Please find every line in the rows below that contains the word "street" and copy each of those lines.

[start of MATERIAL TO PROCESS]

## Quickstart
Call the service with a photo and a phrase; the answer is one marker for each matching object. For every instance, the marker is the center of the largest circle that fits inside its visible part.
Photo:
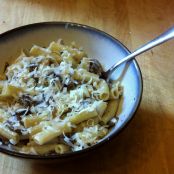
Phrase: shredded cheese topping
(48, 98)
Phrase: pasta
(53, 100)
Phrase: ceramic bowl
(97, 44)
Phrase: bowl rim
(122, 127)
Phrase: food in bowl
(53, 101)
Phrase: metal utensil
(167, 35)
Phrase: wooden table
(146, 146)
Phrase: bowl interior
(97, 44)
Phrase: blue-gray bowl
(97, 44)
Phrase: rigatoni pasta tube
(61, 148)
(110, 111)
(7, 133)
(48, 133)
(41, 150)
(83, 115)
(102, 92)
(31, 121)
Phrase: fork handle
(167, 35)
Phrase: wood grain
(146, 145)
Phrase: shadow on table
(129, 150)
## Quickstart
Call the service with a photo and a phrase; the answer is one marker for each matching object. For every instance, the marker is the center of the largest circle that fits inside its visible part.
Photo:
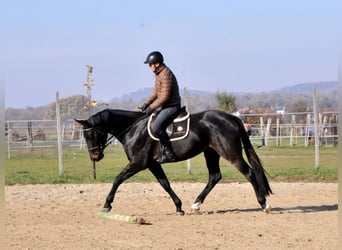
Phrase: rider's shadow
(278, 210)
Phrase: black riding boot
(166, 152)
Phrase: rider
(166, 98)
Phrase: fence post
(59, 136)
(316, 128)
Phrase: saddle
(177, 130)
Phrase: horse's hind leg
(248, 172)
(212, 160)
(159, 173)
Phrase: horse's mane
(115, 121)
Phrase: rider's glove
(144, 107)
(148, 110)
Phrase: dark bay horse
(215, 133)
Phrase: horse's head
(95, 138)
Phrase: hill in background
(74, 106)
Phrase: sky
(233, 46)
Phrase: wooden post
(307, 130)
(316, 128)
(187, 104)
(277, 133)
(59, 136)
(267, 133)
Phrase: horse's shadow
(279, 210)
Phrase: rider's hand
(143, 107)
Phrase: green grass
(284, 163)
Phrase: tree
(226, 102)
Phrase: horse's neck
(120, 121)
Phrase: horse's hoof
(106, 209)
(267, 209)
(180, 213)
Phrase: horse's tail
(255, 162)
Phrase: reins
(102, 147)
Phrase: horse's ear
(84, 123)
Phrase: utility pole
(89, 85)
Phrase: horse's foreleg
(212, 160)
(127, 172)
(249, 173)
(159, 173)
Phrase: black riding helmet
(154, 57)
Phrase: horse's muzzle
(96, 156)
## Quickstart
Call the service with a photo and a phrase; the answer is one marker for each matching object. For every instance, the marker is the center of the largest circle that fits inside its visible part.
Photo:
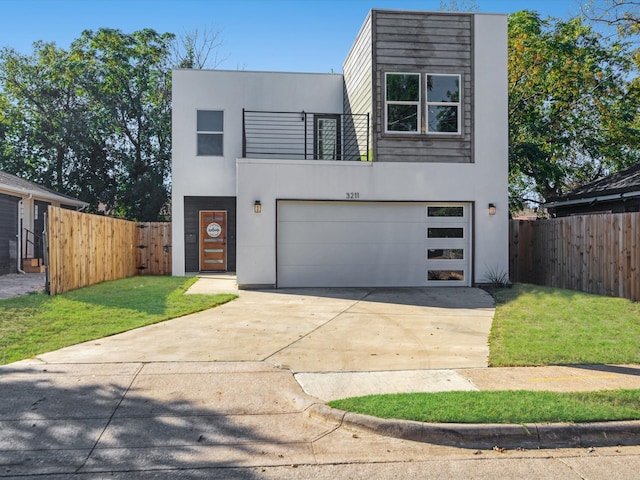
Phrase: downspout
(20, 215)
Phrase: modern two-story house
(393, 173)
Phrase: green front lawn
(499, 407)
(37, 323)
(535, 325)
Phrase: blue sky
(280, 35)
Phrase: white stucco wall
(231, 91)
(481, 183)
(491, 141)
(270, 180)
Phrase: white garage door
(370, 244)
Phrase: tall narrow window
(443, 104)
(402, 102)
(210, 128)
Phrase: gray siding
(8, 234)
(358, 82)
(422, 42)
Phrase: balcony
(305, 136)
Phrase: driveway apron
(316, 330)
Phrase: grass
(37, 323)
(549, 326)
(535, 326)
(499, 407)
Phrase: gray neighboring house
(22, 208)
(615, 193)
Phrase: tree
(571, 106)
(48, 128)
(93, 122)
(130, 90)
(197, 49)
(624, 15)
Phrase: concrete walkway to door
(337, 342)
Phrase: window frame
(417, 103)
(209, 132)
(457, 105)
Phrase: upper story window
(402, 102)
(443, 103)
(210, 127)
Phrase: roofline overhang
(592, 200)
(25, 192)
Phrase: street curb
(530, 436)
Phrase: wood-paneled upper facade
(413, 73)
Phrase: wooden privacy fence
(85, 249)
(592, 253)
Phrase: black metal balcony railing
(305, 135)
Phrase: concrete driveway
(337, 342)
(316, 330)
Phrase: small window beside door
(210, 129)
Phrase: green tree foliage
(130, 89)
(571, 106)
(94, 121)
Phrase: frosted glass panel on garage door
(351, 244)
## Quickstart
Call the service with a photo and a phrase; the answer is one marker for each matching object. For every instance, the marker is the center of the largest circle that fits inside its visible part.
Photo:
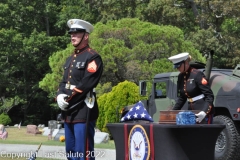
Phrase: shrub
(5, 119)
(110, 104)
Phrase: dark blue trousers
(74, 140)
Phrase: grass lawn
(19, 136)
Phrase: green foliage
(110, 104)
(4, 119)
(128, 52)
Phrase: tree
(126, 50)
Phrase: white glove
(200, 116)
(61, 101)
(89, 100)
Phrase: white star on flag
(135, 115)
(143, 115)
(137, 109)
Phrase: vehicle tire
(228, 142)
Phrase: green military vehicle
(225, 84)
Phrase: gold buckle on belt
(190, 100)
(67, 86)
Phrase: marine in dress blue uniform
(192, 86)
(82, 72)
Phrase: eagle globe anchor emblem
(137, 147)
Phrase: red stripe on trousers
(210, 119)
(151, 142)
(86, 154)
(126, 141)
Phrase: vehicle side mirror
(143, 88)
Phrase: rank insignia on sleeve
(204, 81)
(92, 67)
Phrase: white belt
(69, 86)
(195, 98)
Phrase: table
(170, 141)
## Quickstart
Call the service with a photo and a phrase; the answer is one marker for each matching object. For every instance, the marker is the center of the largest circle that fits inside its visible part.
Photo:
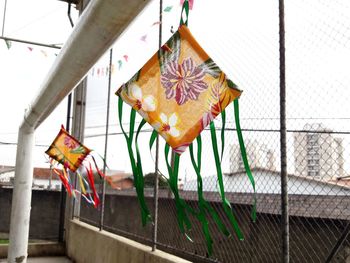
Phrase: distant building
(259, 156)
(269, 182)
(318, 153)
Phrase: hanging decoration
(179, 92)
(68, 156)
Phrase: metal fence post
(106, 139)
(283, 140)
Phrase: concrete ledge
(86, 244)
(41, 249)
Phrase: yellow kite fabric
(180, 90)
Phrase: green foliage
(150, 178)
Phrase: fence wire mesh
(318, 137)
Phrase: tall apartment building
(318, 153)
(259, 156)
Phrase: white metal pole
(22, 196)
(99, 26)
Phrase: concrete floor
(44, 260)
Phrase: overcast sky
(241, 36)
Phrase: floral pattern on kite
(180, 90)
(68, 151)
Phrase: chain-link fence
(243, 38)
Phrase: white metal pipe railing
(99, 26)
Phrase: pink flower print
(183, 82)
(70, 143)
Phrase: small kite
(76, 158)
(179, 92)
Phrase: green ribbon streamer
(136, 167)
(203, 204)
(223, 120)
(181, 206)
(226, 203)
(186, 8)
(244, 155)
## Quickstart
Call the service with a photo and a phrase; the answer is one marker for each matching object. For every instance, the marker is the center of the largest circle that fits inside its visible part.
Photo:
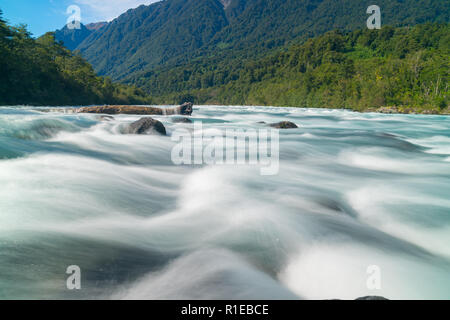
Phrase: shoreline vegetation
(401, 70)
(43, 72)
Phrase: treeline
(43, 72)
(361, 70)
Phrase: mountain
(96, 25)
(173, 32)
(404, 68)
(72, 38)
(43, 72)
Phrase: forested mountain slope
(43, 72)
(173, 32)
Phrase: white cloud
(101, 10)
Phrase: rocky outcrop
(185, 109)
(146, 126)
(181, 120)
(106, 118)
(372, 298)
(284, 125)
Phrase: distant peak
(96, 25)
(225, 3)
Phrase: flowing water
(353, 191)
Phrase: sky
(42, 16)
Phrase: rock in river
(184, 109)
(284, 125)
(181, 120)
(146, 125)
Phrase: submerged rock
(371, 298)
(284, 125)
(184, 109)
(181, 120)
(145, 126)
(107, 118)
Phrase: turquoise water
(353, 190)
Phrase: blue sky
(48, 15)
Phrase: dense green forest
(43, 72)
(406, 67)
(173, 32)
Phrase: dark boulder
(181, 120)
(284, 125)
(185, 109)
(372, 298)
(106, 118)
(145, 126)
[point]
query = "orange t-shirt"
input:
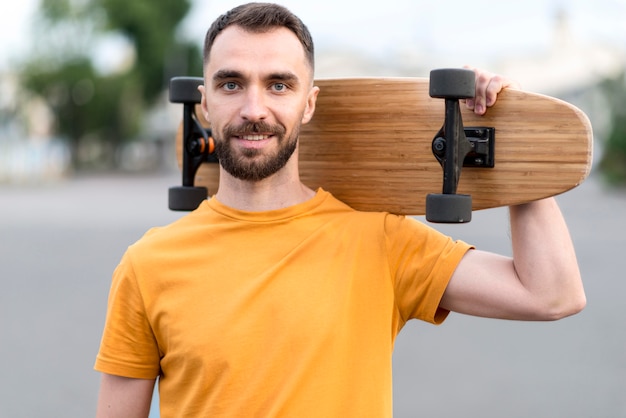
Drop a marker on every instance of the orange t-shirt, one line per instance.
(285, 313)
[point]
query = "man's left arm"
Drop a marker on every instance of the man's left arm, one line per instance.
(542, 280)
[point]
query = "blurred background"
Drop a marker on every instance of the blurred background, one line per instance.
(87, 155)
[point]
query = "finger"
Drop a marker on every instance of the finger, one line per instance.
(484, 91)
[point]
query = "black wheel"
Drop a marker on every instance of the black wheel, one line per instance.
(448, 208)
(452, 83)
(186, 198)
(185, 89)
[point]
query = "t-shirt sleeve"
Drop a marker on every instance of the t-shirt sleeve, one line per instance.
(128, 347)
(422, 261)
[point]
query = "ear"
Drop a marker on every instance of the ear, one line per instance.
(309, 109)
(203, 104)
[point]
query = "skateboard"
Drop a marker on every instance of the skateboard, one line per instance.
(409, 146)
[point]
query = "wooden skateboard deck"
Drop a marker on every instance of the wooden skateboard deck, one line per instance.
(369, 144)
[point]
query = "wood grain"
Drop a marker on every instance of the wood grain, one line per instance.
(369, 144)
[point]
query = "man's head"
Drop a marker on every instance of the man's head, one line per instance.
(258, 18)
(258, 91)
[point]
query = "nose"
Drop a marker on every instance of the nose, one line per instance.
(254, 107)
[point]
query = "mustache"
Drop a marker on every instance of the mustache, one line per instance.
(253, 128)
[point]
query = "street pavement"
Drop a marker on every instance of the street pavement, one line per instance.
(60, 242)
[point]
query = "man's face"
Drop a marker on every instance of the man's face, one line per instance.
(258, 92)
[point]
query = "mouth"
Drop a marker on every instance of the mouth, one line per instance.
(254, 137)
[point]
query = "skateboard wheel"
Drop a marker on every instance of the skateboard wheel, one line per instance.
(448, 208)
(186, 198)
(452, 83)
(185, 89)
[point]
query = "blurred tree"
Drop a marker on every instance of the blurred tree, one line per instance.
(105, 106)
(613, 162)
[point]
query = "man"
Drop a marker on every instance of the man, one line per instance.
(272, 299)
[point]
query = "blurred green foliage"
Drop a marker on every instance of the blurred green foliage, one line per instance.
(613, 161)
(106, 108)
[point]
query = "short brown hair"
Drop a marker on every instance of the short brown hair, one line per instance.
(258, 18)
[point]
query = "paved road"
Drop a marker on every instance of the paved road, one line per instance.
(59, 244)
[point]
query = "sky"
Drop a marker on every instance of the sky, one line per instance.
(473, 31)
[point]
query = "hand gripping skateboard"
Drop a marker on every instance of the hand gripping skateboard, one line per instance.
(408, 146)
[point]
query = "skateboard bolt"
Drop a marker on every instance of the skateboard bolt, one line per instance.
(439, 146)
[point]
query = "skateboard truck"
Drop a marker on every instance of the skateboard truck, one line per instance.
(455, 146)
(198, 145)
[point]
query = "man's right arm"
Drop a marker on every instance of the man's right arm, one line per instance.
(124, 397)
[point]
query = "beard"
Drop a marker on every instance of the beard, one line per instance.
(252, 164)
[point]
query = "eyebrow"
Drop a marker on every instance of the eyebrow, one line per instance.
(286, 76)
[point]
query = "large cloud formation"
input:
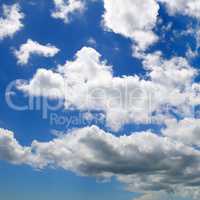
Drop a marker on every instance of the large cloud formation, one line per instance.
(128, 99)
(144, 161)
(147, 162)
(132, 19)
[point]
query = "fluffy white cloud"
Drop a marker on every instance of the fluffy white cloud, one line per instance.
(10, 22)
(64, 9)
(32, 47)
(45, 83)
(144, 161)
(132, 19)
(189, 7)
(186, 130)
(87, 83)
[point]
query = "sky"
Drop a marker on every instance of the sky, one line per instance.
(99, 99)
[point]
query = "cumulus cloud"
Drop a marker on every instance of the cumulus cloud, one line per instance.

[end of MATERIAL TO PROCESS]

**RESULT:**
Phrase: street curb
query = "street pavement"
Drop a marker on every instance of the street pavement, one line per instance.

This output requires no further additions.